必要な作業 A: 本文のうち、「サウジアラビアは、その歴史的」を含む語句で始まり「進行を加速させるだけである。」で終わる部分を、「ヨーロッパ」を「欧州」に差し替えて書き直せ。
必要な作業 B:
サウジアラビアに関する本文の内容と次の(i)〜(iii)が合うかどうかを、それぞれ「はい」か「いいえ」で答え、判断の根拠となる本文の語句をそのまま引用せよ。
(i) IMFは、サウジアラビアの国内総生産が今年8%近く成長すると予測している。
(ii) サウジアラビアは米国とともにOPEC+を主導している。
(iii) NEOMは1000億ドル規模の未来型都市である。

ウクライナ戦争と欧米の対ロシア制裁による世界的なエネルギー危機で、サウジアラビアが世界の脚光を浴びるようになった。それは、単に原油価格の上昇によってサウジアラビアが利益を得ているからだろうか。それとも近年、同国の指導者たちが「ビジョン2030」に粘り強く取り組んでいることと関係があるだろうか。
ブレント原油の価格は、わずか2年前の1バレル=20ドル台から1バレル=120ドル台に急騰している。サウジアラビアは世界最大の産油国であり、それゆえ石油ブームの恩恵に最も浴している。2022年の石油収入は2500億ドルに達すると言われている。また、国際通貨基金(IMF)は、サウジアラビアの国内総生産が今年8%近く成長すると予測している。
サウジアラビアは、その歴史的なスイング・プロデューサー(価格の安定を図るために調整役を担う産油国)としての役割から、エネルギー危機の際の世界の最後の駆け込み寺ともいえる存在である。世界のエネルギー市場を安定させるために、原油の生産量を減らしたり増やしたりすることで、何度も米国に恩を売ってきた。サウジアラビアはロシアとともにOPEC+を主導しているため、米国は原油相場の上昇で緊急支援を求めている。
先日開催された世界経済フォーラム(ダボス会議)でも、サウジアラビアは最も需要が高い国であった。ある欧米メディアが報じたように、それは「不安定な世界経済の中で、数少ない明るい話題」である。そのため、欧米の金融機関は「ビジョン2030」の巨大インフラや観光プロジェクトへの投資に熱心で、世界中の政府代表団が、現在6200億ドルと評価されているサウジアラビアの政府資産である公的投資基金(PIF)の公正な取り分を求めているのである。
混乱にあえぐヨーロッパと、経済的に活気のあるアジアからの石油需要の増加に伴い、サウジアラビアのペトロダラーの力は増すばかりだ。これは「ビジョン2030」の主要な推進力であるPIFがさらに拡大する可能性があることを意味している。そしてそれは、5000億ドル規模の未来型都市NEOMや、紅海の100億ドル規模の観光リゾートなど、野心的な開発プロジェクトの進行を加速させるだけである。

提供情報:
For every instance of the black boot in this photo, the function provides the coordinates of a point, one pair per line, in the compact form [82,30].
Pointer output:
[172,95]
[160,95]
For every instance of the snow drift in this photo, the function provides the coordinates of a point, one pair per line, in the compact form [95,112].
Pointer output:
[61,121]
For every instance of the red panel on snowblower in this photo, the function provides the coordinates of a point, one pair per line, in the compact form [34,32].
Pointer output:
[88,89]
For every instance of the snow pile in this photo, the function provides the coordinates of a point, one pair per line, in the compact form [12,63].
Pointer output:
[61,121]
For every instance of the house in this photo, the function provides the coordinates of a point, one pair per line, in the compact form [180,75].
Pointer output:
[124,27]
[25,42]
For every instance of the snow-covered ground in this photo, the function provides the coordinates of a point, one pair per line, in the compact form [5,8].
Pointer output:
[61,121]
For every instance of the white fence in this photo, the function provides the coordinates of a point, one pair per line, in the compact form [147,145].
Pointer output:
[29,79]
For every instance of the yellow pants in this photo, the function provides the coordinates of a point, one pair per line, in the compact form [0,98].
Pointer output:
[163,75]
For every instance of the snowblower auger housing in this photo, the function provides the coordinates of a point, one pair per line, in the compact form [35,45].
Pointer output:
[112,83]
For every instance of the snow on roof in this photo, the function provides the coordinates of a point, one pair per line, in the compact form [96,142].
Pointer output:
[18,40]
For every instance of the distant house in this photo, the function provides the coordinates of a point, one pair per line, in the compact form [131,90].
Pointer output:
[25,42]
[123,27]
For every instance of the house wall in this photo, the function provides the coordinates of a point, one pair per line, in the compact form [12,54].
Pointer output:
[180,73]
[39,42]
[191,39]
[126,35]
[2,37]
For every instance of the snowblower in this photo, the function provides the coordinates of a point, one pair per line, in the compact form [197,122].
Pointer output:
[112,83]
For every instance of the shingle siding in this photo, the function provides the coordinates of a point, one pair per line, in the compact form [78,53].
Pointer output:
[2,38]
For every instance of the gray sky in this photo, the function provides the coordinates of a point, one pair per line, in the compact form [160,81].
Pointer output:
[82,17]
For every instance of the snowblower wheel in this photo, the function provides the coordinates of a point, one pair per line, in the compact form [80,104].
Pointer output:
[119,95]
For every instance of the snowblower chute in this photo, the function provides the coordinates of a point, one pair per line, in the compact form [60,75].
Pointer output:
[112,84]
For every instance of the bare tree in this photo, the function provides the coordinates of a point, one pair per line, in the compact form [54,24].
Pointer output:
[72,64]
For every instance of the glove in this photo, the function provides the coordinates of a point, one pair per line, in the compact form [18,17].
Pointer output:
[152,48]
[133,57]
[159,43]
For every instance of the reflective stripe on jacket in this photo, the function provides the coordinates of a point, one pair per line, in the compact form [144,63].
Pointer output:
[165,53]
--
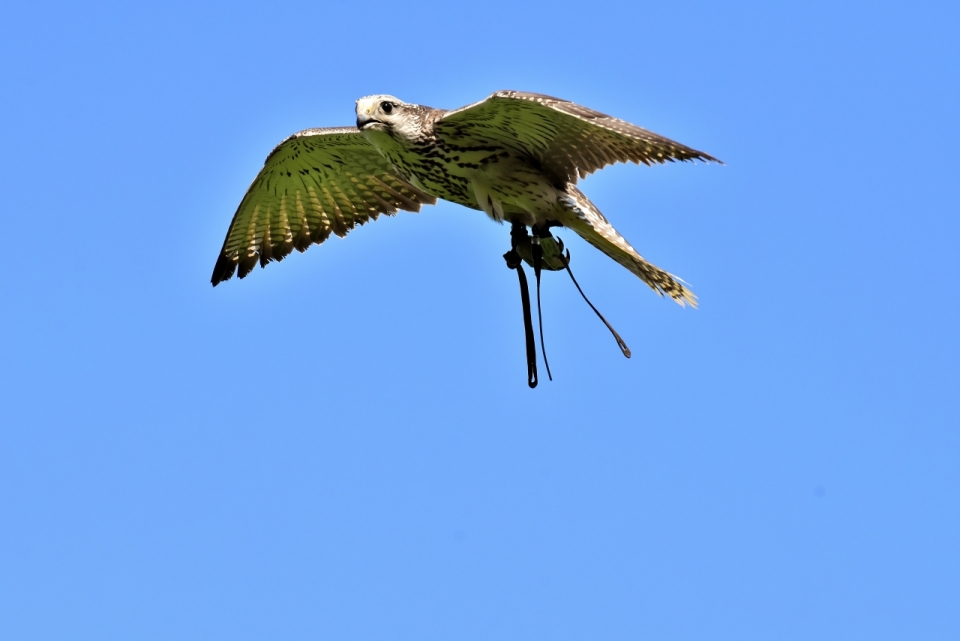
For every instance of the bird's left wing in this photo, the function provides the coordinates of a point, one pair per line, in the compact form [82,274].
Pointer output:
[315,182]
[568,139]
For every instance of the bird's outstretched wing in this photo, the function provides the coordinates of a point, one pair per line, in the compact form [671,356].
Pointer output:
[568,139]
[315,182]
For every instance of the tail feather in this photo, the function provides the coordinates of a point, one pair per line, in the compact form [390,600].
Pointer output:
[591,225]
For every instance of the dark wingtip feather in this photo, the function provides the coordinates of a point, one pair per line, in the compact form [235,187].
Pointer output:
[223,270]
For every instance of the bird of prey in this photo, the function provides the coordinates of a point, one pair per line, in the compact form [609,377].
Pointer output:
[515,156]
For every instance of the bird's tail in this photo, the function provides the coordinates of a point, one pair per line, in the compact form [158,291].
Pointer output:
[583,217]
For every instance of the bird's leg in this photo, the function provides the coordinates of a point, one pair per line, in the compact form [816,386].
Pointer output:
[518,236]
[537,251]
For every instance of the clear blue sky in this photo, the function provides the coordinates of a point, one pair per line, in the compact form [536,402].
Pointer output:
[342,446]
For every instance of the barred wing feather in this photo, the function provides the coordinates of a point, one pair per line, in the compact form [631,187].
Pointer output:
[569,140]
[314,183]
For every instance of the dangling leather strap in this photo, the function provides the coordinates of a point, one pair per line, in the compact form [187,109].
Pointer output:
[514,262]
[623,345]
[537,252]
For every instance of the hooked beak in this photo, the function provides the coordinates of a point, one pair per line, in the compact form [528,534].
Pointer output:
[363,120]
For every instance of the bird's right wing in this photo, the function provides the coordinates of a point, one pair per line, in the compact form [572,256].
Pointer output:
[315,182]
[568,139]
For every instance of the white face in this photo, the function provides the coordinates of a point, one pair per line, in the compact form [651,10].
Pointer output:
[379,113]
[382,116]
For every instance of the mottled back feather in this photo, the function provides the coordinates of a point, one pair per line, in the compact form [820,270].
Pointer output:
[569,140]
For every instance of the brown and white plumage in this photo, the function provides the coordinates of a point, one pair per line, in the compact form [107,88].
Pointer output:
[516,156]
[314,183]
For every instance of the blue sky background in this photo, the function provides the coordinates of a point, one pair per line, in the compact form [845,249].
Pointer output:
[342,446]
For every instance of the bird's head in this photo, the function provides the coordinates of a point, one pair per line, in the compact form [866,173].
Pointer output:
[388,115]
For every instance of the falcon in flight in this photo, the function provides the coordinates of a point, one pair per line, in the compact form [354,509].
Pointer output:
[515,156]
---
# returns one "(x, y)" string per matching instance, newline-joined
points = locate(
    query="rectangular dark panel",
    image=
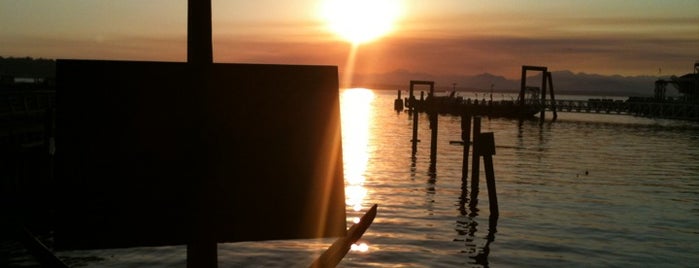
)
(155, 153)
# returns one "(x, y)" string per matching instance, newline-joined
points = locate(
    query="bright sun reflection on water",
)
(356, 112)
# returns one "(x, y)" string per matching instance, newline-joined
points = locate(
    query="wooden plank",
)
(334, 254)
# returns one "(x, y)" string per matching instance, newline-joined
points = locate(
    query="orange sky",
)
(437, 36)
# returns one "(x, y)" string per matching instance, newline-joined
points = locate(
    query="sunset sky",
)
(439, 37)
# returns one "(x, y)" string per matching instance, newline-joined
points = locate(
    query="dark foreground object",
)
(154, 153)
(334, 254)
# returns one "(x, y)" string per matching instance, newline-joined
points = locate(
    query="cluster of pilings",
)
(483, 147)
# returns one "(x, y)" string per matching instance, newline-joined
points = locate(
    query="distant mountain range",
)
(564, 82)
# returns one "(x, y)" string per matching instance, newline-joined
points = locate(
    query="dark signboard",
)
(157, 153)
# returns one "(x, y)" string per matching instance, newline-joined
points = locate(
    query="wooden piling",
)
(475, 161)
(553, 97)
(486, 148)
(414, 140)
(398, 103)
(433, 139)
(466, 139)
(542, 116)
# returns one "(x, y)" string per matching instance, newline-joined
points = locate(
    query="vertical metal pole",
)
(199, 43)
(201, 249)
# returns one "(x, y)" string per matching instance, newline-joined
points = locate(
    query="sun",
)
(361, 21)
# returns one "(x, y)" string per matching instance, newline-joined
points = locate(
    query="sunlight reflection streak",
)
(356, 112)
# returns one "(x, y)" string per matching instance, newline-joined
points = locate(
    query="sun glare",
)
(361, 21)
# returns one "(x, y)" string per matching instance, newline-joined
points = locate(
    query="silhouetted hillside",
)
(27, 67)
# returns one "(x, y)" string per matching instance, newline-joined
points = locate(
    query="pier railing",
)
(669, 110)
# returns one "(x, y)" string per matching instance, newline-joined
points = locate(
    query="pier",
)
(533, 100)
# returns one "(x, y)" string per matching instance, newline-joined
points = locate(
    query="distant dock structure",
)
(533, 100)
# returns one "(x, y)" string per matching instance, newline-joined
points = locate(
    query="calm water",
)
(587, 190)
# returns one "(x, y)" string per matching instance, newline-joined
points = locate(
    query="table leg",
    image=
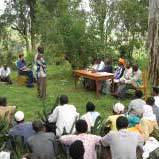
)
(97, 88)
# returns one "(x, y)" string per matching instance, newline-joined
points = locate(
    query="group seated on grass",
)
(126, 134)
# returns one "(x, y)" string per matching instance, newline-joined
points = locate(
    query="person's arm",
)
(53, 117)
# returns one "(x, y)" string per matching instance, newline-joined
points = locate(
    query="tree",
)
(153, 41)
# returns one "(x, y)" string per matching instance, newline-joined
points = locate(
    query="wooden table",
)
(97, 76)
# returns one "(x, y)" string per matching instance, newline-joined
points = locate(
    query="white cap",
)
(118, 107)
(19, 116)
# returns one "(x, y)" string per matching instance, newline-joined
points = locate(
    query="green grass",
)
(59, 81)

作業結果 A:
サウジアラビアは、その歴史的なスイング・プロデューサー(価格の安定を図るために調整役を担う産油国)としての役割から、エネルギー危機の際の世界の最後の駆け込み寺ともいえる存在である。世界のエネルギー市場を安定させるために、原油の生産量を減らしたり増やしたりすることで、何度も米国に恩を売ってきた。サウジアラビアはロシアとともにOPEC+を主導しているため、米国は原油相場の上昇で緊急支援を求めている。
先日開催された世界経済フォーラム(ダボス会議)でも、サウジアラビアは最も需要が高い国であった。ある欧米メディアが報じたように、それは「不安定な世界経済の中で、数少ない明るい話題」である。そのため、欧米の金融機関は「ビジョン2030」の巨大インフラや観光プロジェクトへの投資に熱心で、世界中の政府代表団が、現在6200億ドルと評価されているサウジアラビアの政府資産である公的投資基金(PIF)の公正な取り分を求めているのである。
混乱にあえぐ欧州と、経済的に活気のあるアジアからの石油需要の増加に伴い、サウジアラビアのペトロダラーの力は増すばかりだ。これは「ビジョン2030」の主要な推進力であるPIFがさらに拡大する可能性があることを意味している。そしてそれは、5000億ドル規模の未来型都市NEOMや、紅海の100億ドル規模の観光リゾートなど、野心的な開発プロジェクトの進行を加速させるだけである。

作業結果 B:
(i) はい。「国際通貨基金(IMF)は、サウジアラビアの国内総生産が今年8%近く成長すると予測している」
(ii) いいえ。「サウジアラビアはロシアとともにOPEC+を主導している」
(iii) いいえ。「5000億ドル規模の未来型都市NEOM」